Actions to take:
1) On the Lane Cove page, which people does Lane Cove Council acknowledge as the Traditional Custodians of the Land?
2) Reproduce the part of the listing that opens with the line containing "Every instance of the gloved thumb" and closes with the line containing "pixel 369 386", both of those lines included, with every line unchanged.

Page:
▬▬▬
About Lane Cove

Colour children's area in St Leonards Library. There are shelves with picture books and colourful ottomans to sit on.

The Municipality of Lane Cove is just over 10 square kilometres in size and is bounded by Lane Cove River, the Pacific Highway, Mowbray and Epping Roads.

Aboriginal Heritage


In the spirit of reconciliation Lane Cove Council acknowledges the Traditional Custodians of the Land, the Cameraygal people. We pay our respects to Elders past and present and extend that respect to all Aboriginal and Torres Strait Islander peoples today.

What council is doing?

  • The Aboriginal Flag is flown at all times outside Council's Civic Centre
  • The Aboriginal Flag is flown in the Council Chambers
  • Acknowledgment of Country given at the beginning of events and Council meetings
  • Harmony Day - 21 March – a range of cultural activities are organised to encourage tolerance between all Australians regardless of their heritage or cultural background
  • Fallen Aboriginal soldiers remembered in the ANZAC Day Ceremony
  • National Reconciliation Week (http://www.reconciliation.org.au/nrw/, from 26 June – 3 July, is included in the Gai-mariagal Festival
  • NAIDOC Week, (http://www.naidoc.org.au/) the first full week in July celebrates Aboriginal and Torres Strait Islander people and culture – these events are included in Gai-mariagal Festival
  • Bush Regeneration Program – The program is an ongoing weekly activity run collaboratively with the Tribal Warrior where Aboriginal mentees work on Council's bush regeneration program with a view to training and employment
  • Ongoing commitment to provide funds to support the Aboriginal Heritage Office    

The Aboriginal Heritage Office

The Aboriginal Heritage Office is a joint initiative by Lane Cove, North Sydney, Ku-ring-gai, Northern Beaches, Willoughby and Strathfield Councils, in a progressive move to protect Aboriginal Heritage in these areas.
▬▬▬
Provided records:
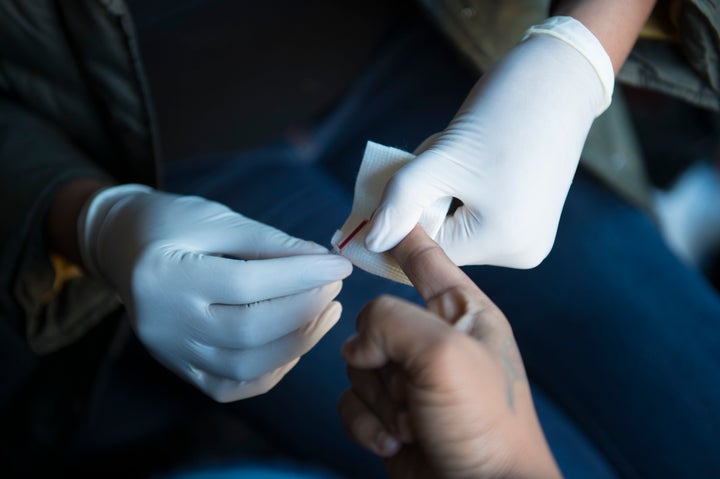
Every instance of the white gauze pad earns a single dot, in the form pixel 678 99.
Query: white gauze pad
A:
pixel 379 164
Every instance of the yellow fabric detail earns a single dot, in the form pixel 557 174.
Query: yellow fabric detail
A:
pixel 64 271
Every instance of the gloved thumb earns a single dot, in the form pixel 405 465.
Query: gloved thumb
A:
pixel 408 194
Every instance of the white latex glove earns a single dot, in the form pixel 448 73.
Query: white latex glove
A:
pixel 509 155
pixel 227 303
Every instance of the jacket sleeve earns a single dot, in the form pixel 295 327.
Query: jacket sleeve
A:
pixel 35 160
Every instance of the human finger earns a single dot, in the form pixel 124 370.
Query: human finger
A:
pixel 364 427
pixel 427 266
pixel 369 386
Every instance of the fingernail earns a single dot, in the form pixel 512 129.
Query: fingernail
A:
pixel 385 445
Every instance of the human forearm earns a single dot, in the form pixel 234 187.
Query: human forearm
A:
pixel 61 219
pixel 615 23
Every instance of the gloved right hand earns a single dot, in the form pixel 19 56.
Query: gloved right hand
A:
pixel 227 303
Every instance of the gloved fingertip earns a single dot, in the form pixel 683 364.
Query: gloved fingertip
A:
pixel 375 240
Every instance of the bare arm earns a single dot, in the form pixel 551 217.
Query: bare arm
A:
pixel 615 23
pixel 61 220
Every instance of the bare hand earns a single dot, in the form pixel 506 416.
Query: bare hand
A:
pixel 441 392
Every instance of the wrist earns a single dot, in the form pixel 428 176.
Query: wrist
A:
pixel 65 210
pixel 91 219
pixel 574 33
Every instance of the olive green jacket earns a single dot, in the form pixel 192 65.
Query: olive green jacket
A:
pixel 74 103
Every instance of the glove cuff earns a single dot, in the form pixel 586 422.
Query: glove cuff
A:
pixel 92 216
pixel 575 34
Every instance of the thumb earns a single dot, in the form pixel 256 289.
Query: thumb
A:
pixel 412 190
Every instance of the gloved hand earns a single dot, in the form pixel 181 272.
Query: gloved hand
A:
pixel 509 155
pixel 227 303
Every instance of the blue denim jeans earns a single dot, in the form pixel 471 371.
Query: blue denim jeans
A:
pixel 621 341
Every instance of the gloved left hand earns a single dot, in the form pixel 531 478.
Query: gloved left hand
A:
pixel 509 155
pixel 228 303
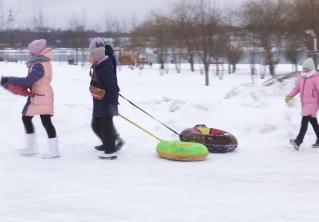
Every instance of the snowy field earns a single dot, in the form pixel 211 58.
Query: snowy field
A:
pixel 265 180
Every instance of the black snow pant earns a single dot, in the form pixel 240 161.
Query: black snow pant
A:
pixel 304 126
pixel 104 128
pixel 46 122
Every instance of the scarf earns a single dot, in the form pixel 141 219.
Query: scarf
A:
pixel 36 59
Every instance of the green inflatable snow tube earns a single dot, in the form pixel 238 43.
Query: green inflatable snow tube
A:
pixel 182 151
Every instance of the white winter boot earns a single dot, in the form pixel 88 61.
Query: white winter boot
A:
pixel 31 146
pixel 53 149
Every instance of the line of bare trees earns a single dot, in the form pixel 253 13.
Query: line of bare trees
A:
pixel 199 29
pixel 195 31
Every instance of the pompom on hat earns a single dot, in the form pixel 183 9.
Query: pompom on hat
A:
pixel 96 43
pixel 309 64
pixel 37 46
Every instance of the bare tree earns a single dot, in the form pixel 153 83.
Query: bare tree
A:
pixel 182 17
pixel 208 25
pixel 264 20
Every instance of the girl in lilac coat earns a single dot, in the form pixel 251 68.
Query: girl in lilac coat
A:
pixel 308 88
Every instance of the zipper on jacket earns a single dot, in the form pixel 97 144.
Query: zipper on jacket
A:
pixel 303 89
▬▬▬
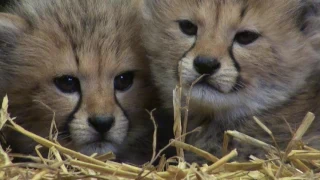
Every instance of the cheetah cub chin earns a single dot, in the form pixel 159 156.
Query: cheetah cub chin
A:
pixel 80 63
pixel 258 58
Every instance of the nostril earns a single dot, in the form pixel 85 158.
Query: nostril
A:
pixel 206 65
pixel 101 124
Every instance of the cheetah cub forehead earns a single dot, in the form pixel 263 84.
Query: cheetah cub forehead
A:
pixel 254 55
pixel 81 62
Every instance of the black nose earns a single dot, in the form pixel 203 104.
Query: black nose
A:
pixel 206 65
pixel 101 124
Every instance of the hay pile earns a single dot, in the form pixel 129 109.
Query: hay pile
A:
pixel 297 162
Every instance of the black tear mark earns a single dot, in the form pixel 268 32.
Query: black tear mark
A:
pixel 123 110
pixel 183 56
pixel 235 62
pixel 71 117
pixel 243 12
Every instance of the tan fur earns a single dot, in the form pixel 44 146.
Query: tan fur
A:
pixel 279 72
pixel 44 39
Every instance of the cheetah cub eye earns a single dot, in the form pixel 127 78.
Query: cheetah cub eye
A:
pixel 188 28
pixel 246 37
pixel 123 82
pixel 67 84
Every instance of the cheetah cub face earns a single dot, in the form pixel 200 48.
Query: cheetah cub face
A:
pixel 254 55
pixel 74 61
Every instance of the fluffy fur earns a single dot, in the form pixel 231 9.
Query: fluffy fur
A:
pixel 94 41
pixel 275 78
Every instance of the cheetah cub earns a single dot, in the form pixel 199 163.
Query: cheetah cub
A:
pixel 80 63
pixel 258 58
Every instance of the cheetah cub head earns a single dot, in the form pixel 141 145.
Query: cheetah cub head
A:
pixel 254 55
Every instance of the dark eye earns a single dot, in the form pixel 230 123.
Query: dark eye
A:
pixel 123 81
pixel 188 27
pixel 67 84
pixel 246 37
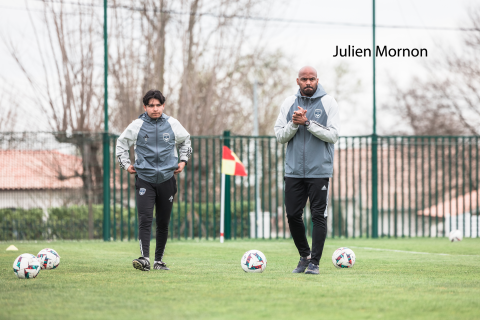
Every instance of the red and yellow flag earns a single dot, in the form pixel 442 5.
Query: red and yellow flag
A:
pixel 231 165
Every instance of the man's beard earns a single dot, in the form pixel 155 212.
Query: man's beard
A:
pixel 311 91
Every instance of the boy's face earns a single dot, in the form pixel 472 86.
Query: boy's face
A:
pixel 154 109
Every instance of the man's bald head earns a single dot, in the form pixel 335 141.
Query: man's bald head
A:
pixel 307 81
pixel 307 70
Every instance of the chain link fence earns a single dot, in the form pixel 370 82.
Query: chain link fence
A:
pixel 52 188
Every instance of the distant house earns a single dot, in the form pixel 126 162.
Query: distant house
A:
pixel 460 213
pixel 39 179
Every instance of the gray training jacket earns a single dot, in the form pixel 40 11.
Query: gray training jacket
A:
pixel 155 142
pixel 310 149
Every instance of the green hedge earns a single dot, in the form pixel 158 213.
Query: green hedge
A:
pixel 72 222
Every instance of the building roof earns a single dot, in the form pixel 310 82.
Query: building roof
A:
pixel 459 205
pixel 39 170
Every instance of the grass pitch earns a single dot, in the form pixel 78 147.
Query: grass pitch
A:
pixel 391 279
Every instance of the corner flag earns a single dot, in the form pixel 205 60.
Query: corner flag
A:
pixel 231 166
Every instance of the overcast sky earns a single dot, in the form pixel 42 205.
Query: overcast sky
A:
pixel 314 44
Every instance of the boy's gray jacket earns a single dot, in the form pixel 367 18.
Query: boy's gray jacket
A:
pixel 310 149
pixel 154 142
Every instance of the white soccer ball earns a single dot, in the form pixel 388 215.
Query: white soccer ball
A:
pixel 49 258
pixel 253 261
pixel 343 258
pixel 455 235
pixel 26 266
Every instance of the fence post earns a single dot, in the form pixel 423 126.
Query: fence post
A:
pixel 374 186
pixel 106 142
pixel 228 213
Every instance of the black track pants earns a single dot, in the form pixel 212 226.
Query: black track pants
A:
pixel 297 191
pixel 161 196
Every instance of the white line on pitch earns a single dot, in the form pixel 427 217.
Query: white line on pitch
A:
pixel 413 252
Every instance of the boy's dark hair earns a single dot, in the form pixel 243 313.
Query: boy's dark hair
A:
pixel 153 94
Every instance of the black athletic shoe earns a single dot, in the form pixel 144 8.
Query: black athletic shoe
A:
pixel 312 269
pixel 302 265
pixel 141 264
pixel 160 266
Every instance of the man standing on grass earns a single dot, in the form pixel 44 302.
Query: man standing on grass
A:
▬▬▬
Outputs for the tasks:
1) The Cameraygal people.

2)
Every instance of the gloved thumb earns a single dot, in the form pixel 405 465.
Query: gloved thumb
A:
pixel 408 194
Every instance of the white latex glove earns a single dot, in the form pixel 448 73.
Query: white latex glove
A:
pixel 509 155
pixel 227 303
Every instance of the jacket sleeve earns a single dot, in the form pixel 295 327.
Query: jacket sleeve
A:
pixel 35 160
Every instance of the human finger earns a single dot, in the form pixel 124 370.
Query: human finger
A:
pixel 364 427
pixel 427 266
pixel 369 386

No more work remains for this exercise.